Opdracht: Schrijf het volgende deel van de tekst over de veldtocht van consul Marcellus in Spanje, aansluitend op de laatste zin.

Aangeleverde tekst:
********************

Ondertussen was de consul Marcus Claudius Marcellus in het Nabije Spanje aangekomen. Dit was al zijn derde consulaat.[3] De consul had versterkingen meegebracht en rukte onmiddellijk op naar Ocilis, een stad die het voorgaande jaar had gerebelleerd. De verdedigers gaven zich al snel over en kregen gratie van de consul. Deze eiste wel gijzelaars en legde een zware boete van 30 talenten op. Het Romeinse succes bij Ocilis leidde ertoe dat de opstandige Arevaci, Belli en Titti de consul om een wapenstilstand vroegen. Marcellus besloot het verzoek te honoreren en gaf de stammen de opdracht om gezanten naar de Senaat in Rome te sturen om over beëindiging van het conflict te praten.
Omdat hij meende dat nietsdoen funest zou zijn voor het moreel van zijn manschappen, besloot de consul vervolgens zijn collega in het Verre Spanje een handje te helpen door een aanval op de stad Nerkobriga (of Nertobriga) te lanceren. Men denkt dat deze stad dicht bij Fregenal de la Sierra in de provincie Badajoz in Spanje lag, niet ver van de grens met Portugal. Dit geeft goed aan hoe ver de consul buiten zijn eigen provincie opereerde. De consul nam Nerkobriga met geweld in en sloeg vervolgens zijn winterkamp op bij Corduba, een stad die hij zelf gesticht zou hebben.

********************

Vastgelegde gegevens:
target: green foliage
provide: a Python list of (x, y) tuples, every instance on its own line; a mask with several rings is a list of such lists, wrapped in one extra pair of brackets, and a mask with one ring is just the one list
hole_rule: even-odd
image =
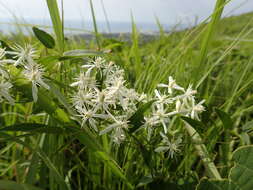
[[(0, 189), (193, 190), (197, 184), (199, 190), (253, 189), (252, 146), (242, 147), (253, 140), (252, 13), (220, 20), (224, 3), (228, 1), (217, 1), (211, 22), (183, 31), (175, 27), (167, 33), (157, 19), (160, 34), (152, 39), (138, 31), (132, 16), (128, 41), (99, 34), (91, 0), (95, 40), (70, 38), (66, 43), (57, 1), (47, 0), (56, 48), (53, 37), (38, 28), (34, 29), (37, 39), (22, 33), (1, 36), (1, 48), (7, 51), (15, 43), (34, 44), (38, 39), (54, 49), (38, 44), (40, 57), (35, 61), (45, 67), (50, 90), (39, 87), (36, 104), (31, 85), (8, 65), (17, 103), (0, 103)], [(187, 133), (185, 123), (192, 127), (175, 158), (168, 158), (167, 152), (154, 153), (153, 144), (160, 139), (148, 141), (138, 133), (152, 101), (139, 105), (130, 117), (128, 135), (135, 139), (121, 146), (113, 145), (108, 135), (81, 128), (81, 122), (73, 119), (77, 113), (69, 102), (74, 92), (69, 84), (79, 66), (94, 56), (124, 68), (129, 86), (140, 93), (150, 95), (169, 75), (184, 87), (196, 84), (197, 98), (205, 99), (209, 109), (200, 121), (188, 117), (182, 118), (184, 122), (170, 121), (176, 133), (169, 136)], [(203, 157), (199, 150), (204, 150)], [(222, 180), (207, 178), (211, 175), (203, 166), (210, 163)]]
[(201, 180), (198, 190), (251, 190), (253, 188), (253, 146), (238, 148), (233, 153), (234, 167), (231, 168), (228, 179)]
[(55, 46), (54, 38), (47, 32), (40, 30), (37, 27), (33, 27), (33, 33), (38, 40), (47, 48), (53, 49)]

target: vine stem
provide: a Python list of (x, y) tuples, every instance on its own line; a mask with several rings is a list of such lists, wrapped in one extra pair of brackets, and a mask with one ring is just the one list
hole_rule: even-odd
[(198, 156), (201, 158), (207, 173), (210, 178), (221, 179), (220, 173), (217, 170), (215, 164), (210, 159), (206, 146), (203, 144), (202, 138), (198, 132), (189, 124), (185, 124), (186, 130), (191, 137), (193, 145), (197, 151)]

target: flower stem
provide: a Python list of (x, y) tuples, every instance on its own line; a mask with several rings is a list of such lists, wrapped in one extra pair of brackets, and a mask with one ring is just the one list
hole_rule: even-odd
[(185, 127), (186, 127), (188, 134), (191, 137), (191, 140), (194, 144), (197, 154), (201, 158), (201, 160), (207, 170), (209, 177), (220, 180), (221, 179), (220, 173), (217, 170), (214, 163), (212, 162), (212, 160), (210, 159), (207, 148), (203, 144), (202, 138), (200, 137), (198, 132), (193, 127), (191, 127), (189, 124), (186, 123)]

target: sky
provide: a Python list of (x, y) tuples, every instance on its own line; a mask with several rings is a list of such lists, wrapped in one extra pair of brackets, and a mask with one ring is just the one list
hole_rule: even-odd
[[(91, 20), (89, 0), (63, 1), (65, 19)], [(215, 0), (93, 0), (93, 4), (99, 21), (105, 20), (103, 4), (110, 22), (130, 22), (132, 13), (136, 22), (152, 23), (156, 16), (161, 23), (173, 24), (207, 18)], [(224, 16), (249, 11), (253, 11), (252, 0), (232, 0)], [(0, 0), (0, 19), (13, 15), (24, 19), (49, 19), (46, 0)]]

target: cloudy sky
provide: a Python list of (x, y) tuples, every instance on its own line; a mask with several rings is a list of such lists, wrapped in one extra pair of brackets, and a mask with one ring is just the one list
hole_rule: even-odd
[[(66, 19), (90, 20), (89, 0), (64, 0)], [(162, 23), (171, 24), (179, 20), (202, 20), (210, 15), (215, 0), (93, 0), (96, 17), (104, 21), (104, 4), (108, 19), (128, 22), (131, 12), (136, 22), (155, 22), (156, 15)], [(232, 11), (232, 12), (231, 12)], [(226, 6), (225, 15), (253, 11), (252, 0), (232, 0)], [(10, 18), (49, 18), (46, 0), (0, 0), (0, 19)]]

********************

Antwoord:
Tegen het einde van het jaar moeten de Keltiberische delegaties Rome hebben bereikt. De Belli en de Titti werden als vrienden behandeld en mochten het pomerium binnengaan. De Arevaci kregen echter te verstaan dat ze deze heilige grens niet mochten passeren en dat ze hun tenten aan de andere zijde van de Tiber moesten opslaan. Uiteindelijk gaf de Senaat alle stammen toestemming om hun zaak voor de senatoren te bepleiten. De Belli en de Titti drongen er bij de Romeinen op aan om ieder jaar een consul naar Spanje te sturen om hen te beschermen, maar de Arevaci maakten duidelijk dat zij nog zeker niet verslagen waren. Wel waren ze bereid om de vriendschap met de Romeinen te hernieuwen onder dezelfde voorwaarden als in 179 BCE met Tiberius Gracchus waren afgesproken. De consul Marcellus had eveneens gezanten naar Rome gestuurd en ook zij pleitten voor een vreedzame beslechting van het conflict. Het was nu echter begin 151 BCE en er waren reeds nieuwe consuls gekozen. De Senaat besloot dat de tijd nog niet rijp was om vrede te sluiten. Eerst moesten de Arevaci grondig verslagen worden. De Senaat besloot daarom de nieuwe consul Lucius Licinius Lucullus op te dragen de oorlog voort te zetten.
Het Romeinse buitenlandbeleid.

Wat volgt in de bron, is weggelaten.